* [Extract provided]
Dopamine Kinetics in a Drosophila Model of Parkinson Disease

Parkinson disease (PD) is a neurodegenerative movement disorder, with motor
symptoms caused by the death of dopaminergic cells in the central nervous
system. RING finger protein 11 (RNF11) has been identified in vulnerable
neurons of the substantia nigra in Parkinson disease patients, and localized to
the Lewy bodies of humans with idiopathic disease. In order to study the effects
of RNF11 on dopamine neurotransmission, it was necessary to improve the
techniques to detect dopamine at a millisecond time scale in Drosophila. Pulsed
light stimulations were used alongside Michaelis-Menten modeling to
characterize release and uptake of dopamine upon optogenetic stimulation. In
order to avoid the electrochemical defect at the switching potential caused by
blue light, a red light activated channelrhodopsin, CsChrimson, was
characterized and used to measure from a novel region of the central nervous
system, the protocerebrum. Using these new techniques, we tested the
hypothesis that RNF11 modulates dopamine neurotransmission in Drosophila
larvae. We identified RNF11 as a protein that may be a target for timely
intervention and pharmacological prevention of Parkinson disease progression.

* [Explore the material]
A. Answer from the dopamine kinetics abstract:
(i) In humans with idiopathic disease, where has RNF11 been localized?
(ii) Which red light activated channelrhodopsin was characterized?
(iii) What novel region of the central nervous system was measured from?
B. Summarize the dopamine kinetics abstract in two sentences.
Draw only on the abstract above.

* [Supplied information]
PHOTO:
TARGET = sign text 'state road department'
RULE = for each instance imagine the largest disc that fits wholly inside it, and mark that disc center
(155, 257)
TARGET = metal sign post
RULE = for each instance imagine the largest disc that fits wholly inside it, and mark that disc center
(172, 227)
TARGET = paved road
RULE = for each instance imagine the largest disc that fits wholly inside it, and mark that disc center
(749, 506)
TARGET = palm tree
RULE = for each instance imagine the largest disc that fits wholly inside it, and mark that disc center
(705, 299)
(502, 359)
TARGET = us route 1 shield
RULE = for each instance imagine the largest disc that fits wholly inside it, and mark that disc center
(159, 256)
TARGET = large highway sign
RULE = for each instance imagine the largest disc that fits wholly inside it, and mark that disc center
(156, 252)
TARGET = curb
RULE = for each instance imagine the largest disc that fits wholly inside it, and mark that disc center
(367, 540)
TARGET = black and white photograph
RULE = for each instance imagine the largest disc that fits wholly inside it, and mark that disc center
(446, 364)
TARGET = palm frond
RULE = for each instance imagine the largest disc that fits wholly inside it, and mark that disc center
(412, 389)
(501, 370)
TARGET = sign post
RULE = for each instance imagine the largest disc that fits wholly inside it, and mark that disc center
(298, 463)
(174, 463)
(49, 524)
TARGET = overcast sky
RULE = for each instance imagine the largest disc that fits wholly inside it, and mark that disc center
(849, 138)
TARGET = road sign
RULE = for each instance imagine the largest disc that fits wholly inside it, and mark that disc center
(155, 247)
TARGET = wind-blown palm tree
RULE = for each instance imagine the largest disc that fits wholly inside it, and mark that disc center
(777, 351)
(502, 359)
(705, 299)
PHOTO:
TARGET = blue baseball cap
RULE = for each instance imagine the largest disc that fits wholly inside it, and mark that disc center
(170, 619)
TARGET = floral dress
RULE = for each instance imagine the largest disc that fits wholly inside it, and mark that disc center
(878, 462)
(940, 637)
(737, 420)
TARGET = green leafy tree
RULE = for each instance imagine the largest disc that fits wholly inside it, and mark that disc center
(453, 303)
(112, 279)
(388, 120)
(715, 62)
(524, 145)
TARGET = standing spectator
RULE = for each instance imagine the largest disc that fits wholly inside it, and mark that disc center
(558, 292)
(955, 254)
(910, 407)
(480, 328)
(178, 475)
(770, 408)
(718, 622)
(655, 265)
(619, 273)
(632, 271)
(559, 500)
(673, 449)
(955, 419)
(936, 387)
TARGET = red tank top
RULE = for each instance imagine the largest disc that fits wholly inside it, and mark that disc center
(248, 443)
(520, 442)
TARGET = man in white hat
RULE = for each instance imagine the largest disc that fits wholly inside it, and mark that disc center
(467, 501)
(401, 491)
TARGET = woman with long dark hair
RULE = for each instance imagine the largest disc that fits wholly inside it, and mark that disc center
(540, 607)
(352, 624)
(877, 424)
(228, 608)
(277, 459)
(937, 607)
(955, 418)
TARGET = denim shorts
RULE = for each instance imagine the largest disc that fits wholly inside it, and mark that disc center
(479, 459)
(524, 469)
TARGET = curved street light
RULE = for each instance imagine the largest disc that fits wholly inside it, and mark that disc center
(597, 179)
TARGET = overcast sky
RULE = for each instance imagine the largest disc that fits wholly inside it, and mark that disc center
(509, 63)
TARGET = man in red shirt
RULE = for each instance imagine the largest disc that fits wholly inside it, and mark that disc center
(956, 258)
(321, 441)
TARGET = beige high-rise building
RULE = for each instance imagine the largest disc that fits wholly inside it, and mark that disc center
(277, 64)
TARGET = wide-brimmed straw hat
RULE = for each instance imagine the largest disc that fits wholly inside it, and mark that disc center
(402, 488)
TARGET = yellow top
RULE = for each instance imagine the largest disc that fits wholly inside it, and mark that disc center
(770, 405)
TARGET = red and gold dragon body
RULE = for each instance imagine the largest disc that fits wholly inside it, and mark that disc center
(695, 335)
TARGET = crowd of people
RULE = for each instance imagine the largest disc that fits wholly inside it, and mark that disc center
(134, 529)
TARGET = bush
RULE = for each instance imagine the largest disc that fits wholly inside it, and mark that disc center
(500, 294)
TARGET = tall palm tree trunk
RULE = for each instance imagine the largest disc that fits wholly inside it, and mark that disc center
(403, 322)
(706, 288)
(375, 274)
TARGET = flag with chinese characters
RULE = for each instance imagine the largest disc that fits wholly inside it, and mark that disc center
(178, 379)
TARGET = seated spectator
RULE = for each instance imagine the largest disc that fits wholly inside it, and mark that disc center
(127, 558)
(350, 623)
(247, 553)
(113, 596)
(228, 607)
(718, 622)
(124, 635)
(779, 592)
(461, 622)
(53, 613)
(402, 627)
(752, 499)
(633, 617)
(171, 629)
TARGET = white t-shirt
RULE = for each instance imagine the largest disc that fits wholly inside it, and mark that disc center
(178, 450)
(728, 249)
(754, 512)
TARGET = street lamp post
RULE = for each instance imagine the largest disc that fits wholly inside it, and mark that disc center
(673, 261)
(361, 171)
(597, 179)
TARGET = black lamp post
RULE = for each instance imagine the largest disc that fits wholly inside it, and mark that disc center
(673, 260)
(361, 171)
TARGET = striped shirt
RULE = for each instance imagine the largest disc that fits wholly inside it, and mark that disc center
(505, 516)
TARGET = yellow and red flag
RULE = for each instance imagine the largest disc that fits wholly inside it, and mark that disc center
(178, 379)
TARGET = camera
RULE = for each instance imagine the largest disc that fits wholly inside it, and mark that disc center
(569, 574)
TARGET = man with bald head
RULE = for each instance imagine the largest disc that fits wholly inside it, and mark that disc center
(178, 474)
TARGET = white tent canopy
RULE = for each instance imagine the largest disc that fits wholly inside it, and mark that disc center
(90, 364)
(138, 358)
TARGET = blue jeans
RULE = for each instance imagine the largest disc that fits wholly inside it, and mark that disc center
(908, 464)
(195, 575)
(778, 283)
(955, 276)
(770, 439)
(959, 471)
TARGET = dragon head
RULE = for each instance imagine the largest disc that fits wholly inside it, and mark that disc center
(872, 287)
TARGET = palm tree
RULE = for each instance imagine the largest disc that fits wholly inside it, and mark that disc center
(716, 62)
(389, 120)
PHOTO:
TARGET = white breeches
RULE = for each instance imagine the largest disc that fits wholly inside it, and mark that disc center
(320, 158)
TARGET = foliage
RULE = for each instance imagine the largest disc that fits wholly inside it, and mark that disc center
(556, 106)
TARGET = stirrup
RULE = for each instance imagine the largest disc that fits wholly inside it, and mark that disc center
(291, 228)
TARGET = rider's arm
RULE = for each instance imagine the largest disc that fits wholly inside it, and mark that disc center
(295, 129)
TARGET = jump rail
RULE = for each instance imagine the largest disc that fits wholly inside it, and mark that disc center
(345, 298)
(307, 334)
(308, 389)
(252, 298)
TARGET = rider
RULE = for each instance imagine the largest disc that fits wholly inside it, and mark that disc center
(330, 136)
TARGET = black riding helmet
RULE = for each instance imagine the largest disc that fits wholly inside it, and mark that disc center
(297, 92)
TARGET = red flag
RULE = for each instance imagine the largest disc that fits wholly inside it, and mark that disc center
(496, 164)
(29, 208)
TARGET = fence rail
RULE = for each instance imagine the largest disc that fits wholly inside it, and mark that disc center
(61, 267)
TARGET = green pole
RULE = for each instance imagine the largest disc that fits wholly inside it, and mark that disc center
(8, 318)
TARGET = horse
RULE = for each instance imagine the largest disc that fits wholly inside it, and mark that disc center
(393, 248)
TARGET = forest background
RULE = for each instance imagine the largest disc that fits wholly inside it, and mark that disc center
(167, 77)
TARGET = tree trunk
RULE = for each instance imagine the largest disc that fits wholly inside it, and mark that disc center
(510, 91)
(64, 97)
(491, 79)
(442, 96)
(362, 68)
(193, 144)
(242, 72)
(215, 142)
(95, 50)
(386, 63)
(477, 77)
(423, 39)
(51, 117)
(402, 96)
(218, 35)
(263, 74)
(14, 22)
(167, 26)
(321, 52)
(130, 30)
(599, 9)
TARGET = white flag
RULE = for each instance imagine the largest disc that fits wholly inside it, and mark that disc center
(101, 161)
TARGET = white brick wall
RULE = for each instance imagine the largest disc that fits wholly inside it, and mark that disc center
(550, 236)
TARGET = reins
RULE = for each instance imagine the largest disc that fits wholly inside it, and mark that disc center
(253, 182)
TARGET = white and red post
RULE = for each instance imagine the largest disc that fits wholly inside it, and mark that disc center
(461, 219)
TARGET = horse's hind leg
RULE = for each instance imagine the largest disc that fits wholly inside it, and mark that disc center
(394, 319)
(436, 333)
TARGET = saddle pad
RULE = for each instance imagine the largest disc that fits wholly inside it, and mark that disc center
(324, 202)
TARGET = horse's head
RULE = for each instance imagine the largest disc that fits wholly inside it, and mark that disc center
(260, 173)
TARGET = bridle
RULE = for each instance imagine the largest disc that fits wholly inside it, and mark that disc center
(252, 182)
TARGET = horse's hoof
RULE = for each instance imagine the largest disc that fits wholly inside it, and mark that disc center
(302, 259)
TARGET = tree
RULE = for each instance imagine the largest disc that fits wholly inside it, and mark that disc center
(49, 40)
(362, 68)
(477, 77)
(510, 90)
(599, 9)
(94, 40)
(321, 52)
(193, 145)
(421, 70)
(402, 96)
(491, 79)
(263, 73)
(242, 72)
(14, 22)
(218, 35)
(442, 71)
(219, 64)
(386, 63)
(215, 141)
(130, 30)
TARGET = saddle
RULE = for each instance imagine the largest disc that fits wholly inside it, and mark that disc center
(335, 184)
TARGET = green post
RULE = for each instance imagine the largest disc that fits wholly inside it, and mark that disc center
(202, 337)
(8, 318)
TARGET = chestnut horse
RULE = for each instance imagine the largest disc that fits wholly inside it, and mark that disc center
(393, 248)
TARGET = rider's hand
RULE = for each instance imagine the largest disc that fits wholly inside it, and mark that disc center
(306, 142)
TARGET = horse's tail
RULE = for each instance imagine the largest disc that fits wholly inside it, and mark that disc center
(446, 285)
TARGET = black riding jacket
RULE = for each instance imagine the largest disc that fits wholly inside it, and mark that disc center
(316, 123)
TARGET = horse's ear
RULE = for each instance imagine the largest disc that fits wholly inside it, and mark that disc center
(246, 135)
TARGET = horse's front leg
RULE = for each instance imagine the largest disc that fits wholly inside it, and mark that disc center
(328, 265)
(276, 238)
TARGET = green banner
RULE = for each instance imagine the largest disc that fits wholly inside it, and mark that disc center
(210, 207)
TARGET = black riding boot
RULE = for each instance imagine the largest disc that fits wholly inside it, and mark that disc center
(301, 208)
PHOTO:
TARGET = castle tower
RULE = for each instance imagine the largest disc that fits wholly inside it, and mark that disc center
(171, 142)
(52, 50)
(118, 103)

* [Response list]
A.
(i) The Lewy bodies.
(ii) CsChrimson.
(iii) The protocerebrum.

B. To study how RNF11, a protein found in vulnerable substantia nigra neurons of Parkinson disease patients, affects dopamine neurotransmission, the work improved millisecond-scale dopamine detection in Drosophila. It used pulsed optogenetic stimulation with Michaelis-Menten modeling and a red light activated channelrhodopsin, CsChrimson, to test whether RNF11 modulates dopamine neurotransmission in larvae, and it identified RNF11 as a possible target for preventing disease progression.